**WHAT IS EXPECTED**
The data must be returned in full and exactly as given.

**DATA TO USE**
+--
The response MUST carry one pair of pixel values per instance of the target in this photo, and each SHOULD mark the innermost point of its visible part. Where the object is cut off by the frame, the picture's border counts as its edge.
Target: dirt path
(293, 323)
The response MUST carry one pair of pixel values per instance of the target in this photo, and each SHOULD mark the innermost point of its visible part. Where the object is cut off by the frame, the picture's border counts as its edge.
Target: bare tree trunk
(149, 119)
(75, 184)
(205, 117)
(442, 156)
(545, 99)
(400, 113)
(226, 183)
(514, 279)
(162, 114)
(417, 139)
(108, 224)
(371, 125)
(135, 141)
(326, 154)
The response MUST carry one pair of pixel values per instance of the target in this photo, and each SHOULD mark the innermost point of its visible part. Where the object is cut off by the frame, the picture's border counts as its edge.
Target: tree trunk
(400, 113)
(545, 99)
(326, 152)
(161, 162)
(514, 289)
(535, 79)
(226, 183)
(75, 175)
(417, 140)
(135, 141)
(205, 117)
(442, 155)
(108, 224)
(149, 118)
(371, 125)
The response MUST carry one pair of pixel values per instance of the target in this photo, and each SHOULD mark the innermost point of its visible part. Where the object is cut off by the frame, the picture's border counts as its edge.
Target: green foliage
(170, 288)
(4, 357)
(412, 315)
+--
**SOLUTION**
The response MUST carry one pair of pixel values per instance of the target in this photo, and each SHOULD mark the innermost point of its visible part. Where the object is cut off by the frame, the picture's border counts as its edge.
Target: dirt path
(293, 323)
The response MUST carry one pair of pixel values per instance of the target in this photo, and each SHOULD mark the innermost point of its visible part. Where the object is cut off by the frame, the picture's border counts as its edge.
Target: bare tree trunk
(149, 119)
(75, 184)
(205, 117)
(442, 156)
(545, 99)
(400, 113)
(226, 183)
(514, 279)
(162, 114)
(417, 139)
(108, 224)
(371, 125)
(135, 141)
(326, 154)
The response MUST carry one pair of pixel values per instance of the target in this photo, and each SHOULD mark the innermost point of its visible part. Where the object is cut off by the frame, the picture's border counts as its edge.
Target: tree trunk
(400, 113)
(545, 99)
(326, 152)
(161, 162)
(514, 289)
(535, 79)
(226, 183)
(75, 175)
(417, 140)
(135, 141)
(205, 117)
(442, 155)
(108, 224)
(149, 118)
(371, 125)
The response MUST carry one pair of pixel values per instance of the target in this photo, and each SHOULD mark the innermost point of its visible part. Where the object is cut off by the frame, the picture's border counts as its edge.
Target: green foliage
(170, 288)
(4, 357)
(412, 315)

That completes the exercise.